Problem to solve:
Format every line of the rows below as a numbered list, omitting any blank lines.

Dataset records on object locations
____________________

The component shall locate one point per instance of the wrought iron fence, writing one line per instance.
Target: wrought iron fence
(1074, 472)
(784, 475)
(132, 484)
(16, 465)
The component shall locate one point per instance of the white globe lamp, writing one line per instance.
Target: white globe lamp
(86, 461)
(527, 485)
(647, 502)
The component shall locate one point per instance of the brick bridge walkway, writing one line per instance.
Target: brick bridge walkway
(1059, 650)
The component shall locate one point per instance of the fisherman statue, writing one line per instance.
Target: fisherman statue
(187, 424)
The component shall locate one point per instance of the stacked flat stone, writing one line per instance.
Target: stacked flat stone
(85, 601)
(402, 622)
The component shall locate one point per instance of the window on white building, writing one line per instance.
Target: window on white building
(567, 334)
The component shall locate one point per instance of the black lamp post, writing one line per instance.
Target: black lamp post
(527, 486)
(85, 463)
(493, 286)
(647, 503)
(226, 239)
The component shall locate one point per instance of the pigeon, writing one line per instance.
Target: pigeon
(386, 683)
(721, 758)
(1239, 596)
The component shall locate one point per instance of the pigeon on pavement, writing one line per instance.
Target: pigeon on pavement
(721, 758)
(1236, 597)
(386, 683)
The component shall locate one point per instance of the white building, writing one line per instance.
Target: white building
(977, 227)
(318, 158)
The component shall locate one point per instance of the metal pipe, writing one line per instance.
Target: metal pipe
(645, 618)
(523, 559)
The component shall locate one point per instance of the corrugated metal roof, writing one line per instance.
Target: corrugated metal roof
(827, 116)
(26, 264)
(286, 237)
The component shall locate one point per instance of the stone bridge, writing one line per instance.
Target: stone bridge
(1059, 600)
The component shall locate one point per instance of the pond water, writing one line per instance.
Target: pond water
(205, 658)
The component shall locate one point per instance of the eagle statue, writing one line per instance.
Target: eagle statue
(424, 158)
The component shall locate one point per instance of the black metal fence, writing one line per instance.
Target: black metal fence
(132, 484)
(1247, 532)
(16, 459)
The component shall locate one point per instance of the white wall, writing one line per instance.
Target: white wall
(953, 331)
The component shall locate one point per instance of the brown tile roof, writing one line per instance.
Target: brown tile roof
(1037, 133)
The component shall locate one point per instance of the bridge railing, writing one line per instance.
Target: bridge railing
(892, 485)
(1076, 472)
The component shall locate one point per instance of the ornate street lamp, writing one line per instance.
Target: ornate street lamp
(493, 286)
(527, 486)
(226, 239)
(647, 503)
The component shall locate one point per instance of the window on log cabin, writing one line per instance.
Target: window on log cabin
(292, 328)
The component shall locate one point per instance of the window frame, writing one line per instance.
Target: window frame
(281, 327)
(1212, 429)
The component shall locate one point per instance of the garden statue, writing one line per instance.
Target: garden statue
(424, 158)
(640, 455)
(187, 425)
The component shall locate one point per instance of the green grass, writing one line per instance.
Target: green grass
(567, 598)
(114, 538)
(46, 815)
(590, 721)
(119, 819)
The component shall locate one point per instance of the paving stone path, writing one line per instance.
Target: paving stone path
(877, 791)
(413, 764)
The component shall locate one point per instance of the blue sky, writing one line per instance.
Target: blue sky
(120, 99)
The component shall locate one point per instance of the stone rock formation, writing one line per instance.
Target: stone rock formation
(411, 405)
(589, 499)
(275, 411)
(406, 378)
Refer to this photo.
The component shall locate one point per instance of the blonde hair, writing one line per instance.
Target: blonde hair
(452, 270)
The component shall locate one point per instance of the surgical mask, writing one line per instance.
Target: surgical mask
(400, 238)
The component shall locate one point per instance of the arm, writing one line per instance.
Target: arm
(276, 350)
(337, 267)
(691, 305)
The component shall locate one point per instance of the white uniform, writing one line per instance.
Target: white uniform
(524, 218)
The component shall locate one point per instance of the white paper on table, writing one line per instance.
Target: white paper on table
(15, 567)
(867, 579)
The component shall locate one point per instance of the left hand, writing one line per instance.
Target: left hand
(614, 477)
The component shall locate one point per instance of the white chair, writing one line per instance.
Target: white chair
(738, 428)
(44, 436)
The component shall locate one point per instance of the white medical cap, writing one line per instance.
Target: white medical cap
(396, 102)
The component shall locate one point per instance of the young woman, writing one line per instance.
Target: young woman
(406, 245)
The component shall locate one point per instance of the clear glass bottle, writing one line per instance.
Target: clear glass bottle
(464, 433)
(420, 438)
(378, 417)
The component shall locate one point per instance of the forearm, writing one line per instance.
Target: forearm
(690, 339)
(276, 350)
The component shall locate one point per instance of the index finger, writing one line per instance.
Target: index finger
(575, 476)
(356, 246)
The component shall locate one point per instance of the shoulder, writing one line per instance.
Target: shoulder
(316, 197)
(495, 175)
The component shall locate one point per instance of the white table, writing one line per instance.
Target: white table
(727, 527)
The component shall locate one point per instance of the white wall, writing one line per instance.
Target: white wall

____________________

Correct result:
1. The component shall locate one point per instance of the wrought iron fence, writing one line per instance.
2. Target: wrought iron fence
3. (1074, 472)
4. (784, 475)
5. (132, 484)
6. (16, 465)
7. The component shall locate one point per instance of the white globe lamp, writing one line per instance.
8. Target: white globe lamp
9. (86, 461)
10. (527, 485)
11. (647, 502)
12. The component shall locate one point per instance of the brick bridge walkway, writing one line per instance.
13. Target: brick bridge walkway
14. (1059, 650)
15. The component shall locate one point per instance of the fisherman statue, writing one line per instance.
16. Target: fisherman statue
17. (187, 424)
18. The component shall locate one point per instance of the stacked flat stone, writing one line per instance.
19. Target: stacked flat stone
20. (85, 601)
21. (402, 622)
22. The component shall locate one point per instance of the window on white building, writing one line per instance.
23. Target: window on white building
24. (567, 334)
25. The component shall locate one point per instance of the black lamp post, writing one line per instance.
26. Target: black lamp post
27. (527, 486)
28. (85, 463)
29. (493, 286)
30. (647, 503)
31. (226, 239)
32. The component shall locate one point per instance of the pigeon, writing one line per instance.
33. Target: pigeon
34. (386, 683)
35. (721, 758)
36. (1239, 596)
37. The component shall locate one point per instance of the pigeon on pavement, writing one line per instance.
38. Target: pigeon on pavement
39. (721, 758)
40. (1236, 597)
41. (386, 683)
42. The component shall locate one point per instance of the white building, writing one line per instance.
43. Target: white building
44. (977, 227)
45. (318, 158)
46. The component shall locate one point per instance of the metal pipe, writing one line per instance.
47. Target: metal pipe
48. (645, 618)
49. (523, 559)
50. The component shall locate one point per instance of the corrugated metal roof, writing one line per instance.
51. Target: corrugated metal roof
52. (827, 116)
53. (26, 264)
54. (286, 237)
55. The component shall locate one point per instance of the stone bridge, writing one line per instance.
56. Target: stone bridge
57. (1059, 600)
58. The component shall locate one point per instance of the pond water, writing one line per instance.
59. Target: pond water
60. (205, 658)
61. The component shall locate one point per instance of the eagle statue, writing one line per instance.
62. Target: eagle statue
63. (424, 158)
64. The component shall locate one point per instance of the black metal fence, writing one line per instance.
65. Target: black metal fence
66. (132, 484)
67. (1247, 532)
68. (16, 459)
69. The component shall locate one point per instance of the white wall, writing one line per instance.
70. Target: white wall
71. (953, 331)
72. The component shall locate one point per instance of the brown tile roof, writing one line per instance.
73. Target: brown tile roof
74. (1037, 133)
75. The component shall locate one point per instance of the bridge railing, writing one line per instance.
76. Target: bridge railing
77. (892, 485)
78. (1076, 472)
79. The component shall locate one point per instance of the ornate street lamp, writing one line per instance.
80. Target: ornate street lamp
81. (493, 286)
82. (527, 486)
83. (226, 239)
84. (647, 503)
85. The component shall locate one point per instance of the window on log cabin, writing one line per instance.
86. Target: window on log cabin
87. (292, 328)
88. The component shall locate one point per instance of the window frame, writing one line per instance.
89. Target: window frame
90. (281, 327)
91. (1212, 429)
92. The component shall locate one point per instance of the garden statue, writing one line per instance.
93. Target: garden statue
94. (424, 158)
95. (640, 455)
96. (187, 425)
97. The component shall locate one point per instance of the green grass, writing one line per instance.
98. Target: green grass
99. (567, 598)
100. (114, 538)
101. (46, 815)
102. (590, 721)
103. (119, 819)
104. The component shall locate one point per instance of the paving stone path, writing one line per instance.
105. Target: paving stone path
106. (877, 791)
107. (413, 764)
108. The component shall locate one point per instance of the blue sky, writing one line per instance.
109. Target: blue sky
110. (120, 99)
111. The component shall locate one point per instance of the stone rock formation, writing one line per instance.
112. Target: stone rock formation
113. (411, 405)
114. (589, 499)
115. (275, 411)
116. (406, 378)
117. Refer to this photo.
118. The component shall locate one point per instance of the blonde hair, writing one line per instance.
119. Target: blonde hair
120. (452, 270)
121. The component shall locate one point per instance of the surgical mask, writing one line per instance.
122. Target: surgical mask
123. (400, 238)
124. The component shall locate one point per instance of the arm, writing one line per instance.
125. Target: arm
126. (276, 350)
127. (337, 267)
128. (691, 305)
129. The component shall locate one point per instance of the white uniform, writing one line per instance.
130. Target: white uniform
131. (524, 218)
132. The component shall locate one point per instance of the white paper on table, writing one line per instance.
133. Target: white paper on table
134. (15, 567)
135. (867, 579)
136. The component shall locate one point per instance of the left hand, writing one line per instance.
137. Target: left hand
138. (614, 477)
139. The component shall locate one point per instance of the white chair, writing one line per instance.
140. Target: white chair
141. (738, 428)
142. (44, 436)
143. The component shall locate one point per instance of the white medical cap, writing one line per instance.
144. Target: white medical cap
145. (396, 102)
146. The component shall locate one point per instance of the young woman, writing one line per instance.
147. Target: young woman
148. (406, 245)
149. The component shall locate one point per instance of the clear glass bottle, writing one line per instance.
150. Target: clear glass bottle
151. (464, 433)
152. (420, 438)
153. (378, 417)
154. The component shall locate one point per instance of the forearm, writing one line per instance.
155. Target: forearm
156. (690, 339)
157. (276, 350)
158. The component shall locate one point per instance of the index finger, writing one line per instance.
159. Target: index finger
160. (575, 476)
161. (356, 246)
162. The component shall locate one point per instance of the shoulder, writing one line per instance.
163. Target: shoulder
164. (316, 197)
165. (495, 175)
166. The component shall locate one point per instance of the white table, writing one line per instance.
167. Target: white table
168. (727, 527)
169. The component shall locate one point per instance of the white wall, writing one line per instance.
170. Target: white wall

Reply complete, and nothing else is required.